MANY Philadelphians don't realize that our public-health centers aren't staffed entirely by civil-service employees. In fact, the city Health Department relies heavily on contracting and outsourcing rather than hiring workers directly.
The problem? The city pays higher salaries plus at least 10 percent more in administrative costs, to the entities employing the workers. Result? - fewer dollars available for patient care.
These outside entities serve as a giant temp agency that costs the city a small fortune.
It eats away at the department budget, and hurts our ability to move forward with a robust workforce and knowledge base. These agents include the Philadelphia Mental Health Care Corp., Philadelphia Health Management Corp., Planned Parenthood, Hahnemann, Drexel, Temple, Mercy and Penn.
Surprisingly, even though the city does not pay health and pension benefits for these contracted workers, it still costs the city more to pay these contracts than it does to hire workers directly and provide health and pension benefits through union contracts. For example, a nurse practitioner from Mercy is paid a salary of $109,200, while a nurse practitioner employed by the city makes $63,926.
Last fall, District Council 47 (DC 47) of the American Federation of State County and Municipal Employees studied the difference between Health Department contract employees and city workers.
While the last administration's lack of transparency made this information hard to obtain, we sampled 136 contract employees at the department and learned that the difference between them and city employees in equivalent positions was more than $5 million and that if these workers were city employees we'd save over $1 million!

- _Supplied data_
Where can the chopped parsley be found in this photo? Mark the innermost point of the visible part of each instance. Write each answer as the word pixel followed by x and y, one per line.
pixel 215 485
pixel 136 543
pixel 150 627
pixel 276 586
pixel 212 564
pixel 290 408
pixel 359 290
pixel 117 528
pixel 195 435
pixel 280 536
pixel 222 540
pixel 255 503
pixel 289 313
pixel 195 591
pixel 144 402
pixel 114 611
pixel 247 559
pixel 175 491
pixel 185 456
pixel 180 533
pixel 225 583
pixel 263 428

- _Work instruction_
Decide whether each statement below agrees with the commentary on Philadelphia Health Department contracting, answering yes or no and quoting the deciding words of the commentary. 1. The city pays health and pension benefits for its contracted workers. 2. DC 47 sampled 136 contract employees at the department. 3. A nurse practitioner employed by the city earns more than one from Mercy.

- _Reply to the exercise_
1. No: "the city does not pay health and pension benefits for these contracted workers"
2. Yes: "we sampled 136 contract employees at the department"
3. No: "a nurse practitioner from Mercy is paid a salary of $109,200, while a nurse practitioner employed by the city makes $63,926"